→ Exercise description
Copy out every item below with "mark one point per instance" replaced by "place one point on each instance" at each occurrence, and leave everything else as it is.

→ The input
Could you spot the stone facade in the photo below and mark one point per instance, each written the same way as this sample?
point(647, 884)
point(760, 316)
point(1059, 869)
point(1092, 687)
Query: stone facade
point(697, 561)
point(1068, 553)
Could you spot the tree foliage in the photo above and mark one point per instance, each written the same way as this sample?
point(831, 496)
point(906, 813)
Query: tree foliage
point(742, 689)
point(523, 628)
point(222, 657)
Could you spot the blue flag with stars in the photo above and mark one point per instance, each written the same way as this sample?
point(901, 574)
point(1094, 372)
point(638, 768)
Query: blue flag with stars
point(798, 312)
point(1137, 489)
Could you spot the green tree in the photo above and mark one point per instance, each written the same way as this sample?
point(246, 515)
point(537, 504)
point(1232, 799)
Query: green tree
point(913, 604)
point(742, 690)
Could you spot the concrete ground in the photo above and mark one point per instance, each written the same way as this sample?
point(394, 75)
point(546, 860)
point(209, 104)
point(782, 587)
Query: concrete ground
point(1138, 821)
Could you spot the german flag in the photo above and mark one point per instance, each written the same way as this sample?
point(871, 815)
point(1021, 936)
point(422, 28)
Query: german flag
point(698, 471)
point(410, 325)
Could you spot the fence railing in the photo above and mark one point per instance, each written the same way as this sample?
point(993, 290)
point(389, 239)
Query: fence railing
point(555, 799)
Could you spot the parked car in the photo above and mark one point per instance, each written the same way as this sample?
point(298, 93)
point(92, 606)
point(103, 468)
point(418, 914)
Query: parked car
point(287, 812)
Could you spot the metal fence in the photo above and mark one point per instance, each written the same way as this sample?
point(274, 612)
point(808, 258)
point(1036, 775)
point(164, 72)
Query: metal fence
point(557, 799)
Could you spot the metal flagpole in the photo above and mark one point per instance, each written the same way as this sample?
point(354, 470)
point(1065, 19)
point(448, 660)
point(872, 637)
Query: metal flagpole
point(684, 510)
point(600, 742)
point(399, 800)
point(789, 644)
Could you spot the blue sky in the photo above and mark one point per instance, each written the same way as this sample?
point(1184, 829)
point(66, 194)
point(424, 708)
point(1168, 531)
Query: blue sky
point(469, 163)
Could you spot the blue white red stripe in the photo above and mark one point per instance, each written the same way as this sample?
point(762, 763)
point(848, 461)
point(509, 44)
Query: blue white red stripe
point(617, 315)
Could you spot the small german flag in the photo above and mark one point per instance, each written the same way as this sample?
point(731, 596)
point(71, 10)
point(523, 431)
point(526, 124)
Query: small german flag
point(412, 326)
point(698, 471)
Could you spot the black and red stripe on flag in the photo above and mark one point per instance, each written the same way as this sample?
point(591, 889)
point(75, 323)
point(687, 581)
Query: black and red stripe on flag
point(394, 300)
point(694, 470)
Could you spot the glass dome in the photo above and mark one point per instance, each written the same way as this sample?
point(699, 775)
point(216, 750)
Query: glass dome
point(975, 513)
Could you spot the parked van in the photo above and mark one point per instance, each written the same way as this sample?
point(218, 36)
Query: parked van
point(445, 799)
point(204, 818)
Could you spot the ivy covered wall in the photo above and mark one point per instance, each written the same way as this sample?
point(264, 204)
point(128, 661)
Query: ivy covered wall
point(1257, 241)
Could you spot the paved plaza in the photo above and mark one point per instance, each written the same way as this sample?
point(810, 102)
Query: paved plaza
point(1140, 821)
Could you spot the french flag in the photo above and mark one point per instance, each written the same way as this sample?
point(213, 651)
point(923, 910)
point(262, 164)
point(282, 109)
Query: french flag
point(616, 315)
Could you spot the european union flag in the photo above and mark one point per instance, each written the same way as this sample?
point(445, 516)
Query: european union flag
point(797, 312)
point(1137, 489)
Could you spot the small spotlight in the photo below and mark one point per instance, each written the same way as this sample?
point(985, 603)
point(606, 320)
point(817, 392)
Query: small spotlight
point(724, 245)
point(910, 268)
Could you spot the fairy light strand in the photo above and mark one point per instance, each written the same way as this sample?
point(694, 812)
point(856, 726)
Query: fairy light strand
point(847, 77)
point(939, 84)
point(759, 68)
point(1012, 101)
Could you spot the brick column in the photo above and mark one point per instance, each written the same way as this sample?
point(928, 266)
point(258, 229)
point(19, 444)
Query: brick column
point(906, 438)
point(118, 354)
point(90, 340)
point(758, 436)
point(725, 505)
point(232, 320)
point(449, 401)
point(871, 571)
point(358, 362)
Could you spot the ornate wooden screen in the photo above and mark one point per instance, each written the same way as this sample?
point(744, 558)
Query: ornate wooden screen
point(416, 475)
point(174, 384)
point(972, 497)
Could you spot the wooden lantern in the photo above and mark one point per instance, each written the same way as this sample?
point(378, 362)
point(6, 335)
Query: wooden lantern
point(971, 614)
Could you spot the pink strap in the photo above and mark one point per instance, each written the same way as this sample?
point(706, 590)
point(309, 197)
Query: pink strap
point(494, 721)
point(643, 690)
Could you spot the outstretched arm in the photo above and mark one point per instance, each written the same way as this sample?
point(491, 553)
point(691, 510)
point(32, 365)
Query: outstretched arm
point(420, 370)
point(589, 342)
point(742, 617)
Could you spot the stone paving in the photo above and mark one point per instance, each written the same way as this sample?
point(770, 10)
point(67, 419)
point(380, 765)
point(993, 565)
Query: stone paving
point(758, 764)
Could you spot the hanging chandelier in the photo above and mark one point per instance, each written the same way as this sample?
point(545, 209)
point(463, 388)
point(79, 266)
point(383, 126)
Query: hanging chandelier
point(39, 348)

→ Problem solution
Could you spot the stone facade in the photo below and place one point on each instance, each written the same way as this sample?
point(647, 884)
point(760, 316)
point(1059, 869)
point(1092, 687)
Query: stone facade
point(697, 561)
point(1068, 553)
Could you spot the tree foliage in the photo above and place one point on each instance, each written the same way as this sample?
point(831, 496)
point(906, 813)
Query: tree foliage
point(742, 689)
point(523, 628)
point(222, 657)
Could you spot the blue flag with stars in the photo above and place one point on each instance, each written the same way as this sample?
point(901, 574)
point(1094, 372)
point(638, 768)
Query: blue flag with stars
point(798, 312)
point(1137, 489)
Could you spot the green tree in the photo above and place one point on each instance, each written the same way as this sample?
point(246, 515)
point(537, 504)
point(1232, 799)
Query: green tree
point(913, 604)
point(742, 690)
Could you spot the concrete ground in the photo above and place one point on each instance, each written the same way as this sample?
point(394, 75)
point(546, 860)
point(209, 104)
point(782, 587)
Query: concrete ground
point(1138, 821)
Could you spot the german flag in the photo above and place one point on each instance, each written the same way as this sample?
point(871, 815)
point(1021, 936)
point(422, 28)
Query: german flag
point(698, 471)
point(410, 325)
Could you spot the fence railing in the photo above and place one point on each instance, each written the same way as this sample?
point(993, 290)
point(389, 239)
Query: fence railing
point(555, 799)
Could you spot the parked car in the photo above and place one point on each instance, each written the same way as this sample?
point(298, 93)
point(92, 606)
point(103, 468)
point(418, 914)
Query: parked car
point(287, 812)
Could you spot the metal fence in the photo above and place one point on each instance, each written the same way as this sample?
point(274, 612)
point(808, 258)
point(1036, 775)
point(164, 72)
Query: metal fence
point(557, 799)
Could you spot the metal flagpole in the photo above and place one point on each instance, each written the same way as this sample?
point(354, 470)
point(1065, 19)
point(448, 660)
point(872, 637)
Query: metal flagpole
point(684, 510)
point(600, 742)
point(399, 800)
point(789, 644)
Could you spot the blue sky in the photo above and place one point on each instance, each written the same way as this sample?
point(1184, 829)
point(66, 194)
point(424, 708)
point(1168, 531)
Query: blue sky
point(469, 163)
Could you spot the blue white red stripe in the photo above and place one point on each instance, each written the same way as this sample?
point(762, 763)
point(848, 461)
point(509, 44)
Query: blue white red stripe
point(617, 315)
Could you spot the small german flag in the photo above and place one point on each instance, each written the same way as this sample?
point(731, 596)
point(71, 10)
point(523, 431)
point(526, 124)
Query: small german flag
point(412, 326)
point(698, 471)
Could you spot the black and red stripe on flag in the photo above and place one point on each instance, each written the same way as this sample?
point(591, 889)
point(75, 323)
point(687, 581)
Query: black and red stripe on flag
point(394, 300)
point(694, 470)
Could you spot the glass dome in the photo above and place one point on each instance, each written the same way as this sample?
point(699, 775)
point(216, 750)
Query: glass dome
point(975, 513)
Could you spot the parked van in the photo above and place one point on each instance, each written the same way as this sample?
point(218, 36)
Query: parked van
point(445, 799)
point(204, 818)
Could you spot the ivy covered wall in the photo above and place one point on each instance, each written the same way as this sample?
point(264, 204)
point(128, 661)
Query: ivy covered wall
point(1257, 241)
Could you spot the paved plaza in the photo above and place one point on each instance, each written the same way as this sample?
point(810, 102)
Query: paved plaza
point(1140, 821)
Could you spot the french flag in the photo above and place one point on each instance, each written the same way as this sample?
point(213, 651)
point(923, 910)
point(262, 164)
point(282, 109)
Query: french flag
point(616, 315)
Could you spot the european union flag in the photo above and place one point on each instance, each written the same way as this sample?
point(445, 516)
Query: european union flag
point(797, 312)
point(1137, 489)
Could you spot the small spotlight in the photo below and place one point on each instance, each written the same way as this sample?
point(985, 603)
point(606, 320)
point(817, 392)
Query: small spotlight
point(724, 245)
point(910, 268)
Could you spot the fairy light strand in the photo above and place one point on each instance, each written the same way as this sample?
point(694, 812)
point(856, 726)
Query: fairy light strand
point(847, 77)
point(939, 84)
point(759, 68)
point(1012, 101)
Could you spot the brick column in the photo above and place one point on each instance, each written the same way as this sample?
point(928, 266)
point(258, 229)
point(19, 444)
Query: brick column
point(906, 438)
point(118, 354)
point(90, 340)
point(758, 436)
point(725, 505)
point(232, 320)
point(449, 401)
point(871, 571)
point(358, 362)
Could you spot the ornate wooden screen in the photo above and place one point on each instance, each written the same way as this sample?
point(744, 558)
Query: ornate wooden screen
point(416, 475)
point(174, 384)
point(972, 497)
Could you spot the wooden lantern in the photo above and place one point on each instance, each written the same way as this sample?
point(378, 362)
point(6, 335)
Query: wooden lantern
point(971, 614)
Could you spot the pink strap in the photo above and place one point on each instance, each written the same way as this sample?
point(706, 590)
point(309, 197)
Query: pink strap
point(494, 721)
point(643, 690)
Could you spot the outstretched arm in the photo above and place one point on each instance, each written the same way as this sample?
point(491, 553)
point(691, 510)
point(32, 365)
Query: outstretched arm
point(420, 370)
point(589, 342)
point(742, 617)
Could you spot the stone paving in the photo above and place one point on each instance, each written the same way as this sample?
point(770, 10)
point(67, 419)
point(380, 765)
point(993, 565)
Query: stone paving
point(758, 764)
Could you spot the hanging chandelier in the photo above and place one point on each instance, each written the same way as this sample?
point(545, 209)
point(463, 388)
point(79, 266)
point(383, 126)
Query: hanging chandelier
point(39, 348)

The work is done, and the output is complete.